(TEXT BLOCK Opens)

… it was 11:30 when I finally left the bed this morning.
Regular readers of this rubbish will recall that yesterday I was in bed at 17:30 and was flat out, fast asleep until about 22:30. Ordinarily, I would have been tempted to leave the bed but I was feeling even worse than I had done earlier so for a while, I just lay there vegetating.
At some point, I must have gone back to sleep because the alarm awoke me at 06:29 as usual, and it was a desperate struggle to leave the bed.
Yesterday, I’d gone to sleep fully-clothed and that was how I was found this morning. I didn’t wash, which is not like me at all, but simply fell into the kitchen for the lemon, ginger and honey drink with my medication. And to make the drink required another monumental effort.

(TEXT BLOCK Closes)

TASK PROMPT:
Restate word for word the part of the diary entry starting at "Regular readers of" and ending at "lay there vegetating.".

(INFORMATION GIVEN Opens)

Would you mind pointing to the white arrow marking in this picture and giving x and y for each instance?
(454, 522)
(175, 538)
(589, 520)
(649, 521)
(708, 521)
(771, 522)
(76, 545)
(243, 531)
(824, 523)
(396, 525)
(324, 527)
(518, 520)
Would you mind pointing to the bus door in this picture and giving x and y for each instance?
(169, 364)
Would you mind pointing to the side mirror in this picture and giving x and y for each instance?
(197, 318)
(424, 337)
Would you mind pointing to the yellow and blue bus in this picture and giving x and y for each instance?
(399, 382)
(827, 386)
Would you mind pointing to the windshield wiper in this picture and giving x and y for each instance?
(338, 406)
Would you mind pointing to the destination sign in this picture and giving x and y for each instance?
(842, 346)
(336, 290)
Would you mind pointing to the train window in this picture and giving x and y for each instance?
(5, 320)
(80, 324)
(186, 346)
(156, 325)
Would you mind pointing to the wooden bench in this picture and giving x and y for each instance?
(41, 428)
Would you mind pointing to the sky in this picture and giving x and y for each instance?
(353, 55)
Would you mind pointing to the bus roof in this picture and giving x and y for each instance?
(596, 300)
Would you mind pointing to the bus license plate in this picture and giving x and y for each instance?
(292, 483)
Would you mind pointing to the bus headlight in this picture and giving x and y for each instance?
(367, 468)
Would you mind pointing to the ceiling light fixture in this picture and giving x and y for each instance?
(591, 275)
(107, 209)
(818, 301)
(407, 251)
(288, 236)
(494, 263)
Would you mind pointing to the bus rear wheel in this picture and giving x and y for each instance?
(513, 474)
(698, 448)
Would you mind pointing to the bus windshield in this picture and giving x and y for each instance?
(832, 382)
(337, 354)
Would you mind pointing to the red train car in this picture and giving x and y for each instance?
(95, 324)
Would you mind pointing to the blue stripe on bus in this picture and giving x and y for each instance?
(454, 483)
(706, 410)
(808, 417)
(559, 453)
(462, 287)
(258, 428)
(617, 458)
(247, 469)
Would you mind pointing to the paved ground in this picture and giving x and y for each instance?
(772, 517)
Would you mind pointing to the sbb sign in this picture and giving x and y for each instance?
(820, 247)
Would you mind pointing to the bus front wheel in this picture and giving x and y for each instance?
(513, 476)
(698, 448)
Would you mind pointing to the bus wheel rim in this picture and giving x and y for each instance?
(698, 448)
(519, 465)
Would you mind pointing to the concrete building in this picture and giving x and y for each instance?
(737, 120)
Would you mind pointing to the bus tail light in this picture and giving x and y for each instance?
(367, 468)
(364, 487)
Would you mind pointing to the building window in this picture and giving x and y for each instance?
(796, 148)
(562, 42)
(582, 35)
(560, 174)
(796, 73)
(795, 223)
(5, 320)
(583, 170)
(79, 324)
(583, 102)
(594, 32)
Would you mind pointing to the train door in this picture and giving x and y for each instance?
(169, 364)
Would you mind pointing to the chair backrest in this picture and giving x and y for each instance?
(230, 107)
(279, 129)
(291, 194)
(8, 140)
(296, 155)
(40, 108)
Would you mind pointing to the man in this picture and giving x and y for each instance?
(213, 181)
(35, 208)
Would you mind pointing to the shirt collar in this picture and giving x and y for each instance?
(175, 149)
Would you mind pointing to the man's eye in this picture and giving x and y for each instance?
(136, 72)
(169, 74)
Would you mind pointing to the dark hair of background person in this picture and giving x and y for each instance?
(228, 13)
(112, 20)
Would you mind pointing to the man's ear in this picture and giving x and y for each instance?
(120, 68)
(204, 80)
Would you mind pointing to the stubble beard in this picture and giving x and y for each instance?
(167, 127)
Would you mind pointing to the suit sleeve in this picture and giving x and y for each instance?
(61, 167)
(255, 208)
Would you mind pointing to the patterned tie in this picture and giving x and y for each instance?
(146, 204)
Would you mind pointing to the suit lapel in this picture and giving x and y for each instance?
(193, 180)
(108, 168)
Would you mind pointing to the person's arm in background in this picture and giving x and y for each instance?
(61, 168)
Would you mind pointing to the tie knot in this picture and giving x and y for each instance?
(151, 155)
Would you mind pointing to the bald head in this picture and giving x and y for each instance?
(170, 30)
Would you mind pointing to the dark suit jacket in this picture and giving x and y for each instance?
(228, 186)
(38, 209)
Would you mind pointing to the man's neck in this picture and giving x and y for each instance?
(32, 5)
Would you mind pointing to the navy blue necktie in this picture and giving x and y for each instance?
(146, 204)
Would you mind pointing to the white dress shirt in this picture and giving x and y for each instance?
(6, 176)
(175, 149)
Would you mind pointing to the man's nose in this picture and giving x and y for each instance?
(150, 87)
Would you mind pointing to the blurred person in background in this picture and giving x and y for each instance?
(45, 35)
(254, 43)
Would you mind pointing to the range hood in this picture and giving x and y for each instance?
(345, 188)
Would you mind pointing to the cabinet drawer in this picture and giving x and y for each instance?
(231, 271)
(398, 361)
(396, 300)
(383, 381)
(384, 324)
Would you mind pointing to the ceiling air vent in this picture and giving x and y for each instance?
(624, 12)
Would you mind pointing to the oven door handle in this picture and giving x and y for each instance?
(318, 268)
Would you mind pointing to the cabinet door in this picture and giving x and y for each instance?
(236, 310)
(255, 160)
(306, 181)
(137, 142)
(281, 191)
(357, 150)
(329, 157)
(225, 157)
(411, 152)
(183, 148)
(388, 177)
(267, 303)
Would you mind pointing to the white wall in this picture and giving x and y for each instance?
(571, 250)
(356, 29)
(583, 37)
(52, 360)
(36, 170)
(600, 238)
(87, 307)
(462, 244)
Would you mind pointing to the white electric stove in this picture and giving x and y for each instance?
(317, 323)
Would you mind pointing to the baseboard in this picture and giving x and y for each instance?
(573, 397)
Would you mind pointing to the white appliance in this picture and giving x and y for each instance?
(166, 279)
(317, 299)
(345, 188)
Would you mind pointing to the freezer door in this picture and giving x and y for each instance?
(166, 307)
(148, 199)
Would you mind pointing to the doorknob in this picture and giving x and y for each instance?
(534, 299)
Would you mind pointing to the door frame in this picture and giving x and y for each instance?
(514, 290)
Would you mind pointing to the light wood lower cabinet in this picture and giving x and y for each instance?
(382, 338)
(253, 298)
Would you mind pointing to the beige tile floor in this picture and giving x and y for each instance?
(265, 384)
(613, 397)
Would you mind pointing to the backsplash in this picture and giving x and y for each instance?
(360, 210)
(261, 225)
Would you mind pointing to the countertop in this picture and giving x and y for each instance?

(INFORMATION GIVEN Closes)

RESULT:
Regular readers of this rubbish will recall that yesterday I was in bed at 17:30 and was flat out, fast asleep until about 22:30. Ordinarily, I would have been tempted to leave the bed but I was feeling even worse than I had done earlier so for a while, I just lay there vegetating.